----- EXCERTO DO TEXTO

Assistimos no passado domingo a uma vitoria da esquerda. Mas, embora o PS seja a força hegemónica e a principal beneficiária deste resultado, a esquerda que ganhou as eleições é plural. Depois da “Geringonça I”, poderá surgir uma “Geringonça II”, seja esta mais consistente e estável ou mais frágil e instável do que a anterior. Se na sociedade, na economia e na política a vida é sempre e necessariamente dinâmica, é bom que se assuma o “equilíbrio instável” como cenário desejável, porque essa condição é a pedra de toque das democracias avançadas. Sem divergência não se criam consensos e o monolitismo de pensamento é inimigo da criatividade e da inovação.

Nestas eleições, os portugueses emitiram uma mensagem clara ao poder político: perto de metade do eleitorado já não acredita nem nos partidos nem nas instituições democráticas em geral; os eleitores do PS e da esquerda, de certo modo, referendaram a continuação da “geringonça”. No essencial, disseram à classe politica que não querem correr o risco de voltar atrás na reposição de direitos e na proteção social. Os tempos da austeridade violenta deixaram um profundo trauma na sociedade portuguesa e ficou claro que a direita conservadora ou neoliberal (personificada no governo PSD/CDS liderado por Passos Coelho) não merece a confiança do eleitorado na sua grande maioria. O PSD e o CDS, que antes somavam 107 (89+18) deputados, têm agora 82 (77+5) e o seu braço mais à direita (CDS) regressou aos tempos do “partido do táxi” (cinco deputados, quando antes tinha 18).

----------

INSTRUÇÃO A —
Transcreva um trecho do texto sobre as eleições, a começar nas palavras "Nestas eleições, os" e a terminar depois das palavras "antes tinha 18).".
INSTRUÇÃO B —
De acordo com o texto sobre as eleições, quantos deputados têm agora o PSD e o CDS em conjunto?
INSTRUÇÃO C —
Reescreva em forma de lista o parágrafo do texto sobre as eleições que começa por "Nestas eleições, os portugueses", mantendo os factos principais.

----- MATERIAL FORNECIDO

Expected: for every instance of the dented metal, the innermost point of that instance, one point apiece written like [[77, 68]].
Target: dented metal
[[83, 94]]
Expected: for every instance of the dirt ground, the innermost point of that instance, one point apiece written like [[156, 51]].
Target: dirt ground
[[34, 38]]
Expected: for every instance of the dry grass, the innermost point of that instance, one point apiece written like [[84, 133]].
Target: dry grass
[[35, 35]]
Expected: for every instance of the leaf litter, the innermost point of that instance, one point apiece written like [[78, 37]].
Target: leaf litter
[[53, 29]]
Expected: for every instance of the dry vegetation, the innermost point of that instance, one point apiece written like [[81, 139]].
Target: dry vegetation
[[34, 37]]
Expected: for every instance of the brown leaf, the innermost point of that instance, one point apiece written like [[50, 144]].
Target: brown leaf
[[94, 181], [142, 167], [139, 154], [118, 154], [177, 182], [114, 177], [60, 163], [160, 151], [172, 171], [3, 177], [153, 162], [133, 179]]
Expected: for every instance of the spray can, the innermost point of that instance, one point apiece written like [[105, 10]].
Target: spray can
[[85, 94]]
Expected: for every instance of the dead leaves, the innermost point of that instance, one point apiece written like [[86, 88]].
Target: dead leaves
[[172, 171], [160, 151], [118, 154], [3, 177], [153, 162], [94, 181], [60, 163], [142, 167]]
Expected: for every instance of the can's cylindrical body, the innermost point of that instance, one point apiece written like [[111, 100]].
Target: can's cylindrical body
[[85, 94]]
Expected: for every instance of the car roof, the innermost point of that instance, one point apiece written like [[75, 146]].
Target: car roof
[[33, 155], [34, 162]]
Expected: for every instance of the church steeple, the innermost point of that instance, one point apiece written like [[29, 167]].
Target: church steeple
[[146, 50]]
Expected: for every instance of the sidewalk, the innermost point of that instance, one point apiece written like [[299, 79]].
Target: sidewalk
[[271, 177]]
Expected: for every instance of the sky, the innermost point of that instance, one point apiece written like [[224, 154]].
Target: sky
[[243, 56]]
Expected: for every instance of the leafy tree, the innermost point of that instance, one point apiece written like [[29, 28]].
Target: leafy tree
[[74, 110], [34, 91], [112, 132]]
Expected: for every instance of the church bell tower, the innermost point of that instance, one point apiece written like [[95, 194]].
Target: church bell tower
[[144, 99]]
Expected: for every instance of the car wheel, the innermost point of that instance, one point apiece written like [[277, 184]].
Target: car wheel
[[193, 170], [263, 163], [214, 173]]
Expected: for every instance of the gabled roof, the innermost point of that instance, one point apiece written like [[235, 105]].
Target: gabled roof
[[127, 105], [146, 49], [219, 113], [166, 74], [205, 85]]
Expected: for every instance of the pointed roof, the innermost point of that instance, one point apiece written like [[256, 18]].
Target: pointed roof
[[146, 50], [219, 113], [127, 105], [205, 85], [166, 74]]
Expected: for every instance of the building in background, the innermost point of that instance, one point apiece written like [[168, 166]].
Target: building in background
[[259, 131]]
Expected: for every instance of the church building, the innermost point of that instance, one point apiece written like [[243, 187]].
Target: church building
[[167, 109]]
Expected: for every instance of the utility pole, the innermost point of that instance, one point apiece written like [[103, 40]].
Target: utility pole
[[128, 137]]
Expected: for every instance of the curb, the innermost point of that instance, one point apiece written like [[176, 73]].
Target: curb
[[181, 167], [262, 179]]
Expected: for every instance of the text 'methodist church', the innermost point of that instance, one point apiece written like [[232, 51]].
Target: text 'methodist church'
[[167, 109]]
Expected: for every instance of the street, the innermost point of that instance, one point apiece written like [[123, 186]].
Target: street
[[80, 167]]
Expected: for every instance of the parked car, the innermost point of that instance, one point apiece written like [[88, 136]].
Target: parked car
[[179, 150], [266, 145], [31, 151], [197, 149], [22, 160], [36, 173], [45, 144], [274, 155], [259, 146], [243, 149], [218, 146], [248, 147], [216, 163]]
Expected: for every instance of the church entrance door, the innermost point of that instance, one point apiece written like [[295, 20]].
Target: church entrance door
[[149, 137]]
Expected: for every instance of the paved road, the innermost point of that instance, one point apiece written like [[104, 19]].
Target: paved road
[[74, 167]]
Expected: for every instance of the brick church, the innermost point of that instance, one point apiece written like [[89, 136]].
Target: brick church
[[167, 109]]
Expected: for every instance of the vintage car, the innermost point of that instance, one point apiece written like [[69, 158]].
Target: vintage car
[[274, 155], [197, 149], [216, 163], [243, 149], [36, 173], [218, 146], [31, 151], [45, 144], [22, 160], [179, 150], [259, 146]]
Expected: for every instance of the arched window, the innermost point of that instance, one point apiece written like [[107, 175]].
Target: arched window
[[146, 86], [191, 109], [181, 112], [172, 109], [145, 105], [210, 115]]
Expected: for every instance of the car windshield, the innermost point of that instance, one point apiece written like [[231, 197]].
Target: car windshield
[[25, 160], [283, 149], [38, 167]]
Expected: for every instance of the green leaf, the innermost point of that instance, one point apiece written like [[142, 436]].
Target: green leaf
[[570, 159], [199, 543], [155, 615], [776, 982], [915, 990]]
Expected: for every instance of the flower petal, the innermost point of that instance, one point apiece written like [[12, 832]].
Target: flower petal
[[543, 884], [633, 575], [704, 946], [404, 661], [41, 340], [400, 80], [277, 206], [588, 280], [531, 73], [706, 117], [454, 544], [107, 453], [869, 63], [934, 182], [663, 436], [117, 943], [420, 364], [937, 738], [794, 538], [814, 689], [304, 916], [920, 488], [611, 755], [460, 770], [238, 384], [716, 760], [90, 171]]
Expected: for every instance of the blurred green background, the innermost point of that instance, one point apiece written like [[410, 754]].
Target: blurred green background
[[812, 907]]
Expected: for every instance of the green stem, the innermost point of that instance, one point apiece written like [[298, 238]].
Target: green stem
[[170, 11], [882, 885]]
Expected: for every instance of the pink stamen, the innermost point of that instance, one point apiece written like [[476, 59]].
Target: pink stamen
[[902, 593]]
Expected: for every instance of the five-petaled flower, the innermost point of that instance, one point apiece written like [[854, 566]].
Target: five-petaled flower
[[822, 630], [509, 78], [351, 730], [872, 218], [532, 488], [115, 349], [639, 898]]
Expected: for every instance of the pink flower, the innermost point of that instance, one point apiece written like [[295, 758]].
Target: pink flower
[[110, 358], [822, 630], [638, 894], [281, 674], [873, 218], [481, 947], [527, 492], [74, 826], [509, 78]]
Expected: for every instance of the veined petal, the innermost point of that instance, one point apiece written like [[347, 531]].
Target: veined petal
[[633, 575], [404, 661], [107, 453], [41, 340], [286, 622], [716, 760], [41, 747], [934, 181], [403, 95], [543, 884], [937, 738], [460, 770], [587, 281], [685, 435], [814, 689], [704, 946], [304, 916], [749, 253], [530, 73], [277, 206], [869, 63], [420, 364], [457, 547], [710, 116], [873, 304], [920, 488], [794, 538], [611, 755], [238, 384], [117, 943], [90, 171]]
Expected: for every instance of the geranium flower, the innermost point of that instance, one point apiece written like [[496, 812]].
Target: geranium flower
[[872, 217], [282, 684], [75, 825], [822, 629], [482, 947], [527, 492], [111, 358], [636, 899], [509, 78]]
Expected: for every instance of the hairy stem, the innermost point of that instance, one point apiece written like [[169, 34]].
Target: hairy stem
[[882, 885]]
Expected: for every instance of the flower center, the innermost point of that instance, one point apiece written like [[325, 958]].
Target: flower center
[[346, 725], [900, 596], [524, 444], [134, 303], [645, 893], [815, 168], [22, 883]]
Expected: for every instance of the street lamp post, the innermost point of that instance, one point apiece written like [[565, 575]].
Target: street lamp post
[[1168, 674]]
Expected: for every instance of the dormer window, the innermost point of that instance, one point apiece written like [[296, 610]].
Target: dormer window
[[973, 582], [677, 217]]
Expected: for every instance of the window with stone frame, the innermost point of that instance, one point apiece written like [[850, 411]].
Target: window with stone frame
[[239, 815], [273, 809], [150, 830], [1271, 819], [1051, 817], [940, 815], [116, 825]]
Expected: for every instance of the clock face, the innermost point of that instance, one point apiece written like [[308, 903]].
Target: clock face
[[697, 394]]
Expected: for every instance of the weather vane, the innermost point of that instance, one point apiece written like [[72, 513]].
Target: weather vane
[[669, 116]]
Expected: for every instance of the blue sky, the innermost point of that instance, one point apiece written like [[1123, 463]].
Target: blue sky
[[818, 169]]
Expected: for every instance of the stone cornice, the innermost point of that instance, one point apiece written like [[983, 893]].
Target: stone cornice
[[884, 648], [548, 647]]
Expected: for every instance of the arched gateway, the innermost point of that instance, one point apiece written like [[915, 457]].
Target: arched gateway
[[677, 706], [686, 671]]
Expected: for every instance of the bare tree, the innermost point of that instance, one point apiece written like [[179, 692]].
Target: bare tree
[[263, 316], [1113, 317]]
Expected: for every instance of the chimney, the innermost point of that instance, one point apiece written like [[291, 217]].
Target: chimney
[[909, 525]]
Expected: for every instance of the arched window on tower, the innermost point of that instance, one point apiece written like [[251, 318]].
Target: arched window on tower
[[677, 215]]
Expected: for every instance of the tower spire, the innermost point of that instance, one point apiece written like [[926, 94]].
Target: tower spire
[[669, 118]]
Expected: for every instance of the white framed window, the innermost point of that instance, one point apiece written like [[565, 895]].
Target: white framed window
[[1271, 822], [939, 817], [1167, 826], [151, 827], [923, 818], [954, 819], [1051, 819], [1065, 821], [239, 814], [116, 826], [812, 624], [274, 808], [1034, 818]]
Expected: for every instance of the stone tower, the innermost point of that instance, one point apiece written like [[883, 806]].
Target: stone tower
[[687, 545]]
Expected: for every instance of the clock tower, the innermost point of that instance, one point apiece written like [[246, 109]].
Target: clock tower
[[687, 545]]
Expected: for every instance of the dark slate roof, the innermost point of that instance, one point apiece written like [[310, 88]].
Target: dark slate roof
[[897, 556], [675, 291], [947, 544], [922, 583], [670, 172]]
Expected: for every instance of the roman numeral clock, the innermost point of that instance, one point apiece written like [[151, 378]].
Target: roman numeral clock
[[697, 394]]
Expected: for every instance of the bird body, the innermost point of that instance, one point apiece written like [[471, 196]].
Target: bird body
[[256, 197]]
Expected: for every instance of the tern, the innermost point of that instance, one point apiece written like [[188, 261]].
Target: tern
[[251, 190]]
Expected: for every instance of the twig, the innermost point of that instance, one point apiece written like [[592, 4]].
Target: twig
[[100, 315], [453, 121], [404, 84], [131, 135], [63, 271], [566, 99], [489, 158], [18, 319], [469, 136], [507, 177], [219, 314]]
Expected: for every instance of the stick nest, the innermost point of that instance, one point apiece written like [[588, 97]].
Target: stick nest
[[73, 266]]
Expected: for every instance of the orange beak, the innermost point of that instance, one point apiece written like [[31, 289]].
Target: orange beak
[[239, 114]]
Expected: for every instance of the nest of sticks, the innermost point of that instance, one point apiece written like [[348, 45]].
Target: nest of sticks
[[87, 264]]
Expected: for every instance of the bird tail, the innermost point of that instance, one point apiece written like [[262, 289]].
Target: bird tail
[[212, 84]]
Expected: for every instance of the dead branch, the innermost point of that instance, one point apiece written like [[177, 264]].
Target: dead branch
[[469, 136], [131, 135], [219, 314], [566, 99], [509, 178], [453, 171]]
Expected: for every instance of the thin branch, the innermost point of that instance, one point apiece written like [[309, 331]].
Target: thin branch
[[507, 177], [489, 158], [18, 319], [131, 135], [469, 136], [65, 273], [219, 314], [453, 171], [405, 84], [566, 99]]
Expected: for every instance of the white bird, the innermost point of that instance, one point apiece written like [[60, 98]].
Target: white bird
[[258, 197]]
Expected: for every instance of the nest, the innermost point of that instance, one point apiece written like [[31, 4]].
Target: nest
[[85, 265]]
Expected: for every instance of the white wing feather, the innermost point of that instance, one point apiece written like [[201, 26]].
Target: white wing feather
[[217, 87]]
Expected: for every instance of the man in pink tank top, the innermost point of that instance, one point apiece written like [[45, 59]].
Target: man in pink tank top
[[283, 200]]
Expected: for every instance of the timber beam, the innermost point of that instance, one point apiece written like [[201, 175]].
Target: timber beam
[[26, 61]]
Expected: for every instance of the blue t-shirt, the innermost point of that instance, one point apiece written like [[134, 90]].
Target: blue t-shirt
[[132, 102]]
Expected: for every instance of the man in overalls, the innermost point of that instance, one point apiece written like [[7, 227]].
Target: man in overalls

----------

RESPOSTA FINAL A —
Nestas eleições, os portugueses emitiram uma mensagem clara ao poder político: perto de metade do eleitorado já não acredita nem nos partidos nem nas instituições democráticas em geral; os eleitores do PS e da esquerda, de certo modo, referendaram a continuação da “geringonça”. No essencial, disseram à classe politica que não querem correr o risco de voltar atrás na reposição de direitos e na proteção social. Os tempos da austeridade violenta deixaram um profundo trauma na sociedade portuguesa e ficou claro que a direita conservadora ou neoliberal (personificada no governo PSD/CDS liderado por Passos Coelho) não merece a confiança do eleitorado na sua grande maioria. O PSD e o CDS, que antes somavam 107 (89+18) deputados, têm agora 82 (77+5) e o seu braço mais à direita (CDS) regressou aos tempos do “partido do táxi” (cinco deputados, quando antes tinha 18).

RESPOSTA FINAL B —
Têm agora 82 deputados: 77 do PSD e 5 do CDS.

RESPOSTA FINAL C —
- Perto de metade do eleitorado já não acredita nos partidos nem nas instituições democráticas em geral.
- Os eleitores do PS e da esquerda referendaram, de certo modo, a continuação da "geringonça", por não quererem correr o risco de voltar atrás na reposição de direitos e na proteção social.
- Os tempos da austeridade violenta deixaram um profundo trauma na sociedade portuguesa.
- A grande maioria do eleitorado não confia na direita conservadora ou neoliberal, personificada no governo PSD/CDS liderado por Passos Coelho.
- O PSD e o CDS passaram de 107 deputados (89+18) para 82 (77+5).
- O CDS, com cinco deputados em vez de 18, regressou aos tempos do "partido do táxi".